TASK PROMPT
The whole listing must be returned exactly, with no line missing.

INPUT MATERIAL section start

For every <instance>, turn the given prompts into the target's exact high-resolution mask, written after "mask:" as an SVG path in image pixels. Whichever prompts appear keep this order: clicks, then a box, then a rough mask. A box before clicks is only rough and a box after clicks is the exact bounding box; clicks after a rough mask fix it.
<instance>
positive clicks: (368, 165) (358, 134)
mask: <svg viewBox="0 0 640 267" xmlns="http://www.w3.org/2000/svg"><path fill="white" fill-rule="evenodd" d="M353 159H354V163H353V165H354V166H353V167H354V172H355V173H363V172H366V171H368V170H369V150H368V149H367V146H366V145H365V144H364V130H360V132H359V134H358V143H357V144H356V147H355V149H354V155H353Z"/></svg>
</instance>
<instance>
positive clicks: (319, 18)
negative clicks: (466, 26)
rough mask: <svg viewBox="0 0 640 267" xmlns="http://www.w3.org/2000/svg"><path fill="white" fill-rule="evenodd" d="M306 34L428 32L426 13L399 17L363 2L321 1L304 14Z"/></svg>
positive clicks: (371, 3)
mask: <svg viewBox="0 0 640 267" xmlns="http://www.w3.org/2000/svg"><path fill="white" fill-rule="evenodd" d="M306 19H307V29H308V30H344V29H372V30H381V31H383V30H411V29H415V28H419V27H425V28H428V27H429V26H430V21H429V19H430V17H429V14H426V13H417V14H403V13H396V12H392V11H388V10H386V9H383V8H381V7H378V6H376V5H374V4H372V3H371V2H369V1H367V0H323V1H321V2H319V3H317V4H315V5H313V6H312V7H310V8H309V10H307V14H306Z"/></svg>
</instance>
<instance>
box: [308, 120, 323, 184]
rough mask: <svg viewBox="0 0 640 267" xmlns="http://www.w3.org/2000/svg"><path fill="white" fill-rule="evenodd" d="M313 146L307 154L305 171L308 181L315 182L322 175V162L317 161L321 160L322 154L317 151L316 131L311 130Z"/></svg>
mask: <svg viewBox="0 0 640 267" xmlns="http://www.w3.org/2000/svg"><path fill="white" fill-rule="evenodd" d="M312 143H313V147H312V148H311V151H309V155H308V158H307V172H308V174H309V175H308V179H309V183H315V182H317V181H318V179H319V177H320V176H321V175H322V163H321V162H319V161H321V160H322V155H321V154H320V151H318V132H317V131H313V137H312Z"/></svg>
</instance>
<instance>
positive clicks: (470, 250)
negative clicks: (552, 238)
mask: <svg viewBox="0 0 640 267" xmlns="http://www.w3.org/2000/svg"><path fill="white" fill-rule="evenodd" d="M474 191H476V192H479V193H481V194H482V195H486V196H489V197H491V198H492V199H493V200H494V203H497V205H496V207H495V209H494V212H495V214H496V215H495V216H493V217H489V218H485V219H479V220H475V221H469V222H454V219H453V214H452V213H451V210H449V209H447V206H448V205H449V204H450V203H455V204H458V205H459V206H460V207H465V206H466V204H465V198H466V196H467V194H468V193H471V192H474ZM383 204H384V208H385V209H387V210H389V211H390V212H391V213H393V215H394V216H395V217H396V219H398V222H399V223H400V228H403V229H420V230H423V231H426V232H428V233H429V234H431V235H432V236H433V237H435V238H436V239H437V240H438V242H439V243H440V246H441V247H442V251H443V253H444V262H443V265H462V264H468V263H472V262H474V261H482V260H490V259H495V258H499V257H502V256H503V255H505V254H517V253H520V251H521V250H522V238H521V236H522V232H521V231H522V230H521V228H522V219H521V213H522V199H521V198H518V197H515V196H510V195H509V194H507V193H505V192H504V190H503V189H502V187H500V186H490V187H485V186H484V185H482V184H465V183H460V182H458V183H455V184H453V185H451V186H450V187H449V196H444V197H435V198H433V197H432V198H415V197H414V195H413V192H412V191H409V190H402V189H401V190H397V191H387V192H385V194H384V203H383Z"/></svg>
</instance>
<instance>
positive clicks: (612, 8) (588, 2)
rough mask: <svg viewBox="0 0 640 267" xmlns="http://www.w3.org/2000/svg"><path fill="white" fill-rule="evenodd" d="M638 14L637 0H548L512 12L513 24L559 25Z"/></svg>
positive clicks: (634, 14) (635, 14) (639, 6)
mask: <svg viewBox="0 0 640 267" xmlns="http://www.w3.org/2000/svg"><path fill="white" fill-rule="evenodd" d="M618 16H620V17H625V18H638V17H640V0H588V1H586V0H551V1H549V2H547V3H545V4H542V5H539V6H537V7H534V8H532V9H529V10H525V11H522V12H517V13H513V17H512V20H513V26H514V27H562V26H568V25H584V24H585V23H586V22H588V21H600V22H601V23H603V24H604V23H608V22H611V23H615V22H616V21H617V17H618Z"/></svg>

INPUT MATERIAL section end

TASK RESULT
For every <instance>, turn the given prompts into the target's exact high-resolution mask, written after "mask:" as an SVG path in image pixels. Whichever prompts appear keep this order: clicks, then a box, then a rough mask. A box before clicks is only rough and a box after clicks is the exact bounding box; clicks after a rough mask fix it.
<instance>
positive clicks: (368, 165) (358, 134)
mask: <svg viewBox="0 0 640 267" xmlns="http://www.w3.org/2000/svg"><path fill="white" fill-rule="evenodd" d="M353 159H354V163H353V165H354V166H353V167H354V172H355V173H363V172H366V171H368V170H369V150H368V149H367V146H366V145H365V144H364V130H360V132H359V134H358V143H357V144H356V147H355V149H354V155H353Z"/></svg>
</instance>
<instance>
positive clicks: (319, 18)
negative clicks: (466, 26)
rough mask: <svg viewBox="0 0 640 267" xmlns="http://www.w3.org/2000/svg"><path fill="white" fill-rule="evenodd" d="M306 34L428 32L426 13L399 17L363 2L321 1L304 14Z"/></svg>
positive clicks: (371, 3)
mask: <svg viewBox="0 0 640 267" xmlns="http://www.w3.org/2000/svg"><path fill="white" fill-rule="evenodd" d="M306 19H307V29H308V30H344V29H372V30H381V31H383V30H411V29H415V28H419V27H425V28H428V27H429V26H430V21H429V19H430V17H429V14H426V13H417V14H403V13H396V12H392V11H388V10H386V9H383V8H381V7H378V6H376V5H374V4H372V3H371V2H369V1H367V0H323V1H321V2H319V3H317V4H315V5H313V6H312V7H310V8H309V10H307V14H306Z"/></svg>
</instance>
<instance>
box: [308, 120, 323, 184]
rough mask: <svg viewBox="0 0 640 267" xmlns="http://www.w3.org/2000/svg"><path fill="white" fill-rule="evenodd" d="M313 146L307 154L305 171L308 181L315 182L322 175V162L317 161L321 160L322 154L317 151L316 131L311 130Z"/></svg>
mask: <svg viewBox="0 0 640 267" xmlns="http://www.w3.org/2000/svg"><path fill="white" fill-rule="evenodd" d="M312 143H313V147H312V148H311V151H309V155H308V158H307V172H308V174H309V175H308V179H309V183H315V182H317V181H318V179H319V177H320V176H321V175H322V163H321V162H319V161H321V160H322V155H321V154H320V151H318V132H317V131H313V137H312Z"/></svg>
</instance>
<instance>
positive clicks: (470, 250)
negative clicks: (552, 238)
mask: <svg viewBox="0 0 640 267" xmlns="http://www.w3.org/2000/svg"><path fill="white" fill-rule="evenodd" d="M474 191H476V192H479V193H481V194H482V195H486V196H489V197H491V198H492V199H493V200H494V203H497V205H496V207H495V209H494V212H495V214H496V215H495V216H493V217H489V218H485V219H479V220H475V221H469V222H454V219H453V214H452V213H451V210H449V209H447V206H448V205H449V204H450V203H455V204H458V205H459V206H460V207H465V206H466V204H465V198H466V196H467V194H468V193H471V192H474ZM383 204H384V208H385V209H387V210H389V211H390V212H391V213H393V215H394V216H395V217H396V219H398V222H399V223H400V228H403V229H420V230H423V231H426V232H428V233H429V234H431V235H432V236H433V237H435V238H436V239H437V240H438V242H439V243H440V246H441V247H442V251H443V253H444V262H443V265H462V264H468V263H472V262H474V261H482V260H490V259H495V258H499V257H502V256H503V255H505V254H517V253H520V251H521V250H522V238H521V236H522V232H521V231H522V230H521V228H522V219H521V213H522V199H521V198H518V197H515V196H510V195H509V194H507V193H505V192H504V190H503V189H502V187H500V186H490V187H485V186H484V185H482V184H465V183H460V182H458V183H455V184H453V185H451V186H450V187H449V196H444V197H435V198H433V197H432V198H415V197H414V195H413V192H412V191H409V190H402V189H401V190H397V191H387V192H385V194H384V203H383Z"/></svg>
</instance>
<instance>
positive clicks: (612, 8) (588, 2)
rough mask: <svg viewBox="0 0 640 267" xmlns="http://www.w3.org/2000/svg"><path fill="white" fill-rule="evenodd" d="M638 14L637 0H548L512 12L513 24L559 25Z"/></svg>
positive clicks: (634, 14) (635, 14) (639, 6)
mask: <svg viewBox="0 0 640 267" xmlns="http://www.w3.org/2000/svg"><path fill="white" fill-rule="evenodd" d="M618 16H620V17H625V18H638V17H640V0H588V1H586V0H551V1H549V2H547V3H545V4H542V5H539V6H537V7H534V8H532V9H529V10H525V11H522V12H517V13H513V17H512V20H513V26H514V27H562V26H568V25H584V24H585V23H586V22H588V21H600V22H601V23H603V24H604V23H608V22H611V23H615V22H616V21H617V17H618Z"/></svg>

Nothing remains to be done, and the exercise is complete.